**TEXT PASSAGE**
Several studies have found that folks who regularly engage in mentally challenging activities—like reading, doing crossword puzzles or playing chess—seem less likely to develop dementia later in life. The difficulty comes in figuring out whether their good fortune is a direct result of their leisure activities or whether their continuing pursuit of those pleasures merely reflects good genes for cognitive function.
A 20-year survey of 469 elderly people living in the Bronx, N.Y., tried to get to the bottom of this chicken-or-egg question by following subjects who had no signs of dementia in the first seven years of the study. The results, which were published in 2003, showed that reading and playing board games or a musical instrument was associated with a decreased risk of Alzheimer's disease or other forms of dementia. Intriguingly, those with the strongest habits demonstrated the greatest benefits. Participants who solved crossword puzzles four days a week, for instance, had a 47% lower risk of dementia than those who do the puzzles once a week.
By the same token, several studies have suggested that older folks who are socially active—who, for example, do volunteer work or attend religious services—have a reduced risk of dementia. There are, of course, plenty of caveats that go along with those observations, including the same old chicken-or-egg problem that haunts all observational studies: In this case, is withdrawal from society a cause or result of Alzheimer's disease?

**THE PROBLEM**
Answer these questions using the passage on dementia risk:
1. How many elderly people took part in the Bronx survey?
2. How much lower was the dementia risk for participants who did crossword puzzles four days a week than for those who did them once a week?
3. What two examples of social activity does the passage give?
The entries after this point have no connection to the passage on dementia risk.

**DATA FOR ANALYSIS**

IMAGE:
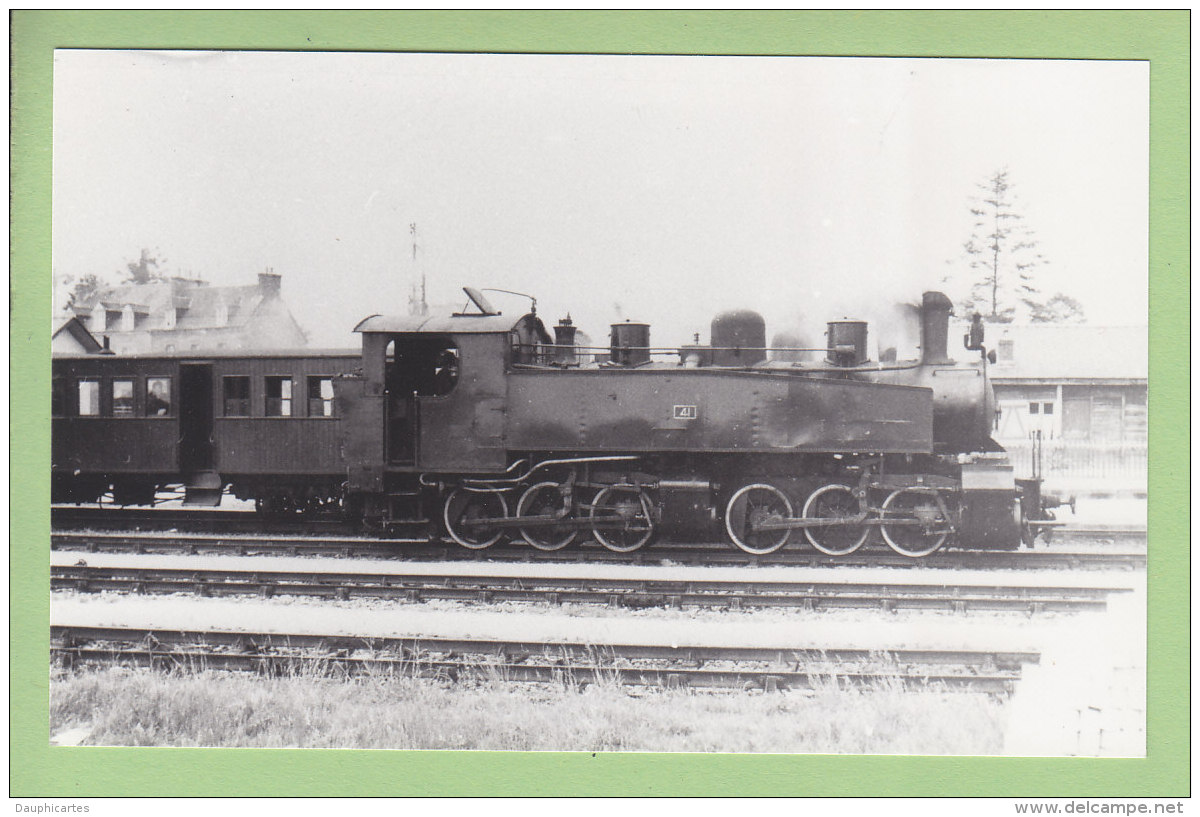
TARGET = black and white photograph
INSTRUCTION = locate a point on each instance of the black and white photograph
(623, 403)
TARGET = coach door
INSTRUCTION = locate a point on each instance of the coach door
(196, 442)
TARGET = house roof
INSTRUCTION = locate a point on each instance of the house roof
(1059, 352)
(198, 304)
(79, 332)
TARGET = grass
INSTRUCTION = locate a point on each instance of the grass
(121, 707)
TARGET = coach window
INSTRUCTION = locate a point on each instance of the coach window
(58, 397)
(89, 398)
(237, 396)
(321, 396)
(123, 398)
(279, 397)
(157, 396)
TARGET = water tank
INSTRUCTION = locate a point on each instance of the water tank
(739, 338)
(630, 343)
(846, 342)
(564, 342)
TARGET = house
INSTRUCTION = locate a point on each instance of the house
(184, 314)
(1072, 382)
(1072, 404)
(73, 338)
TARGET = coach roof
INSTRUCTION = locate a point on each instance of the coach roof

**EXPECTED ANSWER**
1. 469
2. 47% lower
3. Doing volunteer work and attending religious services